--- Exercise aim ---
Reproduce verbatim the part of the rows that opens with the line containing "Where can you spot the metal" and runs through the final row, both ends included.

--- Material shown ---
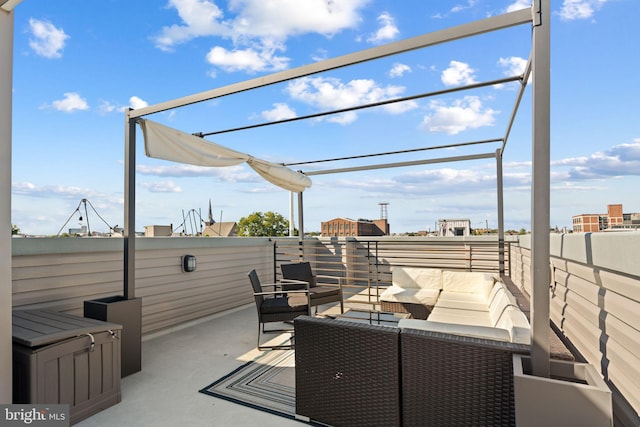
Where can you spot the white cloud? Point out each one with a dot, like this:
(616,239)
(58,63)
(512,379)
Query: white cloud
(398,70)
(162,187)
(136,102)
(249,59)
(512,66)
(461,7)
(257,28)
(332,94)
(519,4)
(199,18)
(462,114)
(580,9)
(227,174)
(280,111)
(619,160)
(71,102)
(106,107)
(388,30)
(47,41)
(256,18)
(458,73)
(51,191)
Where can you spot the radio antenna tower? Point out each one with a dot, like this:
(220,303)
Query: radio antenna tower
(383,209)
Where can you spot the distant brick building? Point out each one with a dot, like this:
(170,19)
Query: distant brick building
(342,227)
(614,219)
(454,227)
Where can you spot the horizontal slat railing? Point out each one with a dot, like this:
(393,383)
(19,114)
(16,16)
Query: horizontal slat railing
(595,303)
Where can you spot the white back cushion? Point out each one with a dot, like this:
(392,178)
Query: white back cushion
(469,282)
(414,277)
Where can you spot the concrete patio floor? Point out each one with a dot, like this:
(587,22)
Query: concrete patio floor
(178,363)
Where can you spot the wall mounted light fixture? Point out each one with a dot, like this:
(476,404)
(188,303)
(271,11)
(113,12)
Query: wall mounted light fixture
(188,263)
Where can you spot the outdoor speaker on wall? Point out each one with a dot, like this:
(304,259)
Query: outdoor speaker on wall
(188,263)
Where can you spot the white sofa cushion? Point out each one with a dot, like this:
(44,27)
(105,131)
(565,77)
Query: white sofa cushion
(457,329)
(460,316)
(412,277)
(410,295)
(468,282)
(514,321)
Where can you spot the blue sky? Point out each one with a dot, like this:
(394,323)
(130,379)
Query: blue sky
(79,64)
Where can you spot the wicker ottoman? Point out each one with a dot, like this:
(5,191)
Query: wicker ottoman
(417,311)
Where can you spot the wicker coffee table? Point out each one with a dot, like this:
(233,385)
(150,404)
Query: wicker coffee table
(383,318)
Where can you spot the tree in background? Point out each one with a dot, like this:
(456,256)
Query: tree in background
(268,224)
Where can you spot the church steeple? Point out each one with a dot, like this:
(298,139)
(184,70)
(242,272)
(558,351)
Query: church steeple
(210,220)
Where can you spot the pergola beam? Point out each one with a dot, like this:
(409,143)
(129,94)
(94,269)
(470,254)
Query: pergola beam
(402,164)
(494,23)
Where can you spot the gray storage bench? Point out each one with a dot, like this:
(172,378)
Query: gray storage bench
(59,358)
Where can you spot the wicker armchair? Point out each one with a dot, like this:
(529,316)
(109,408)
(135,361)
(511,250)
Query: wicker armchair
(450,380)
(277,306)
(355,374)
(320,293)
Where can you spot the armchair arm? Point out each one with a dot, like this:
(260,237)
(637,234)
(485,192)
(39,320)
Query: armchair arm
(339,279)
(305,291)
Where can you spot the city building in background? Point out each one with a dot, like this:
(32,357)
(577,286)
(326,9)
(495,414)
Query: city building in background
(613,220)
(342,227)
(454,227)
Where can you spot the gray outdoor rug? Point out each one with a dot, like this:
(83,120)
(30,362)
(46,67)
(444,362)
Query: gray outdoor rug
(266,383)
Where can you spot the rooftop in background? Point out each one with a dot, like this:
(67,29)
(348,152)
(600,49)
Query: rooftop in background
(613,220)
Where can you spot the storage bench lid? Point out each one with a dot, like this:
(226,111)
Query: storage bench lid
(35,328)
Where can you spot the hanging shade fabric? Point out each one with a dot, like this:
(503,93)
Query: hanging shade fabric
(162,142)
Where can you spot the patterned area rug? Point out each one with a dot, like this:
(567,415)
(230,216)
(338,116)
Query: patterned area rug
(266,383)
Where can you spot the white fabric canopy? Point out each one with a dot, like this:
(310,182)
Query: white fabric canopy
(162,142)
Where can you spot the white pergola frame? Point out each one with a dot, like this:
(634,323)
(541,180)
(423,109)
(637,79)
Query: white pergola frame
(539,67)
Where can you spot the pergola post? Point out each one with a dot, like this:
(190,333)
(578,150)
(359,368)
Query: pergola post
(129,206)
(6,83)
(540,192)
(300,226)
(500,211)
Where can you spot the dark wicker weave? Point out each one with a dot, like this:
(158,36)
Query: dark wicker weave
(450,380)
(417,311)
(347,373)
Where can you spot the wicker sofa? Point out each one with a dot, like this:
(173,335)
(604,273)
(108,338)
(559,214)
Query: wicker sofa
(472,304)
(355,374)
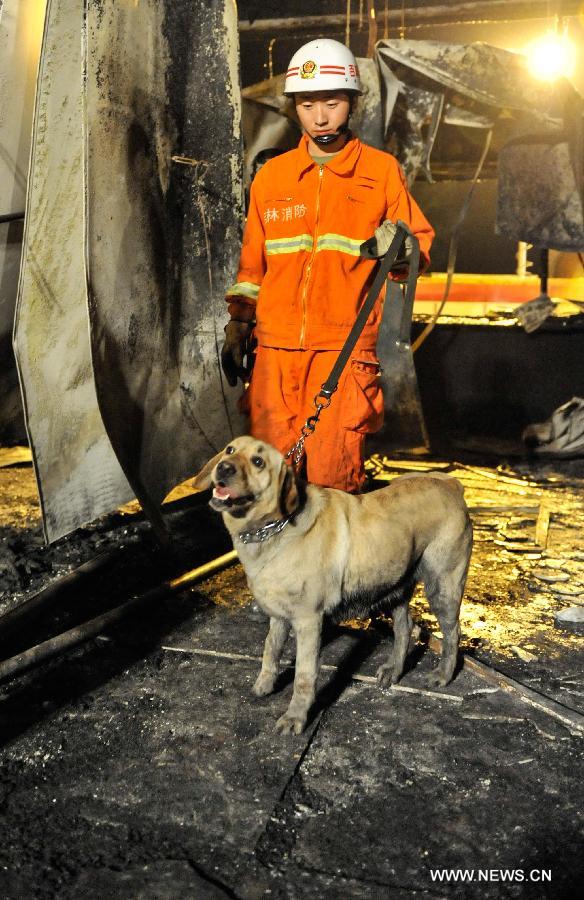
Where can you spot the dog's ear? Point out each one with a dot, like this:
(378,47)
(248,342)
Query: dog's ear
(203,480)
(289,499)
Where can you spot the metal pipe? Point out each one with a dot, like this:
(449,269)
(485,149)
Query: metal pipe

--- Response for this exercise ---
Where can you spot the metal pipe? Point out each one with a dot, like this:
(449,269)
(485,149)
Query: metal pipe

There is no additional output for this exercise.